_PASSAGE TO READ_.
%%

The takeover of Attachmate has revitalised Micro Focus and cash returns are back on the agenda.
February 4, 2016

Investors hungry for a bumper cash return should consider Micro Focus (MCRO). The enterprise software titan's transformative acquisition of Attachmate has revitalised its growth prospects by strengthening its presence in markets such as cyber security. Moreover, as debt levels fall, it looks set to resume its famously chunky cash returns to investors within the next two years.

IC TIP: Buy
Tip style
Income
Risk rating
Medium
Timescale
Medium Term
Bull points
  • Attachmate deal creates growth prospects
  • Big yield and cash returns set to resume
  • Shares are cheaply rated
  • Improving sales and profit growth
Bear points
  • Tepid trading in core business
  • Weaker cash conversion

Micro Focus offers a broad range of software products that modernise organisations' ageing mainframes and servers, allowing them to communicate with the latest tablets and cloud-based applications and ensuring those historical investments don't go to waste. The company has a stellar track record of generating tonnes of cash and recycling excess funds back to investors via "returns of value", or special dividends. Indeed, it has returned over £554m to shareholders via dividends, share buybacks and four cash returns since March 2011.

The directors of Micro Focus put cash returns on hold after the group acquired US peer Attachmate in the second half of 2014 for $2.5bn (£1.8bn) - a deal that roughly doubled the size of the company. The expansion of the group was aimed at addressing growth concerns due to the maturity of its end markets. Indeed, the Micro Focus's business, which accounts for four-fifths of turnover, saw a 5 per cent first-half sales decline. But following an expected 2 to 4 per cent fall in group sales this year, management expects to establish a "solid core" from which the company can grow from the 2018 financial year onwards.

%%

_STORED RECORDS_.
%%

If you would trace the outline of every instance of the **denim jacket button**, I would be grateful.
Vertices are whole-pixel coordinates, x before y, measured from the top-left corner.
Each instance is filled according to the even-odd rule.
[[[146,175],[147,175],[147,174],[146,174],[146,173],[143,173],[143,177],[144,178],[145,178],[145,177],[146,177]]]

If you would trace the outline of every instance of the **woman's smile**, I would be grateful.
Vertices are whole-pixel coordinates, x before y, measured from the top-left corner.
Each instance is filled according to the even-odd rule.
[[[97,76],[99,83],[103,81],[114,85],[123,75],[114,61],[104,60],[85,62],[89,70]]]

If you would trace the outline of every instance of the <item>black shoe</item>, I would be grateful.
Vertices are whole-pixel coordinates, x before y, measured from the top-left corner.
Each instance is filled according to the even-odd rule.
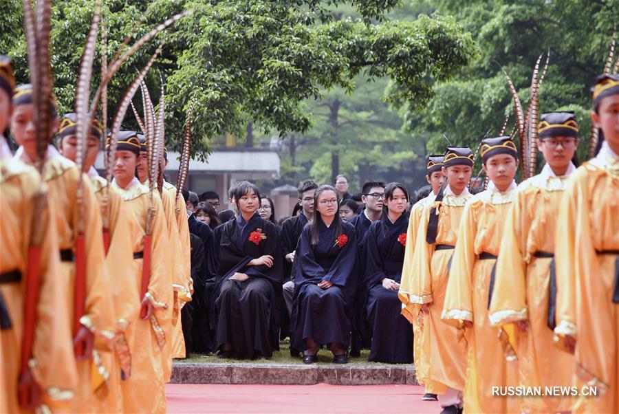
[[[441,411],[441,414],[460,414],[461,412],[461,409],[458,408],[458,406],[450,405],[448,407],[444,408],[443,411]]]
[[[232,351],[224,351],[224,349],[221,349],[221,351],[219,351],[219,353],[217,354],[217,358],[220,358],[220,359],[231,358],[232,356]]]
[[[333,356],[333,363],[334,364],[347,364],[348,363],[348,357],[345,353],[341,353],[340,355],[334,355]]]
[[[303,364],[314,364],[318,362],[317,355],[304,355]]]

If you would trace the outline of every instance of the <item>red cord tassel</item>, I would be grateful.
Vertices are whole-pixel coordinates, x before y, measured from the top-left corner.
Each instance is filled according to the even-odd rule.
[[[105,252],[105,256],[107,256],[107,252],[109,251],[109,241],[110,241],[110,236],[109,236],[109,229],[104,228],[103,229],[103,248]]]
[[[39,291],[41,283],[41,247],[31,246],[28,248],[28,263],[25,278],[25,301],[23,304],[23,334],[21,341],[21,360],[20,377],[28,369],[28,361],[32,357],[32,346],[34,343],[34,328],[36,324],[36,304],[39,303]],[[27,406],[30,400],[28,393],[20,393],[19,404]]]
[[[84,234],[78,234],[75,240],[75,293],[73,312],[73,334],[77,335],[81,327],[80,318],[84,315],[86,305],[86,242]],[[84,344],[78,342],[74,348],[76,357],[84,355]]]
[[[142,253],[143,259],[142,259],[142,296],[140,298],[144,298],[144,295],[149,291],[149,282],[151,280],[151,244],[152,239],[150,235],[144,237],[144,253]],[[140,317],[144,318],[148,313],[148,307],[144,305],[140,309]]]

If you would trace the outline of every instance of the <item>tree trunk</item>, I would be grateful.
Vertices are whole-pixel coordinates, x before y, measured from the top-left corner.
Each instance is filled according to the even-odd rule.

%%

_WORK TO BE COMPLETED_.
Could you carry on the Micro Focus investment article, picking up after its final sentence?

_RESPONSE_.
Only modest top-line growth is needed over the medium term to power strong returns and management will consider reinstating cash returns once net debt falls below 2.5 times adjusted cash profit; it stood at just over 2.6 times at the end of October 2015. What's more, the next windfall for investors could be substantial. Analysts at Canaccord Genuity think the company could return about $380m, or 116p a share, in the next financial year. Combined with a regular dividend of 39p a share, that equates to a yield of 11 per cent. Meanwhile, Investec analysts think the company could sell its fast-growing SUSE business, which accounts for one-fifth of sales, for about $1.4bn to finance the return of £1.6bn to shareholders within the next two years, representing about half the current market capitalisation.

Micro Focus has realised cost savings from the Attachmate deal more quickly than expected. That helped it to outperform consensus growth forecasts for the six months to October 2015, leaving analysts scrambling to upgrade their forecasts. The merger meant constant-currency revenue and cash profit roughly tripled. Even on a pro-forma basis, operating profit climbed 13 per cent to $264m. That reflected good growth at Attachmate and underlying sales rose 18 per cent at its SUSE division - which achieved a cash-profit margin of nearly 37 per cent - as customers clamoured for open-source Linux software, enterprise servers and cloud storage. The group also realised $42m in adjusted cost savings.

Micro Focus leads the software sector in terms of total shareholder return. It has delivered compound annual returns of about 26 per cent over the past decade and management is targeting an annual return of between 15 and 20 per cent in the future. Its strong track record and recent gains underpin robust growth forecasts. Panmure Gordon - which describes Micro Focus as the software sector's "cash point" - expects the Attachmate deal to drive cash profit up 46 per cent to $523m in the year to April 2016, and then 6 cent in the next financial year. Yet despite the group's robust cash generation, improved growth prospects and the likelihood of a big cash return to shareholders, its shares trade at just 13 times forecast EPS for the coming financial year. That rating represents an unjustified discount to sector peers.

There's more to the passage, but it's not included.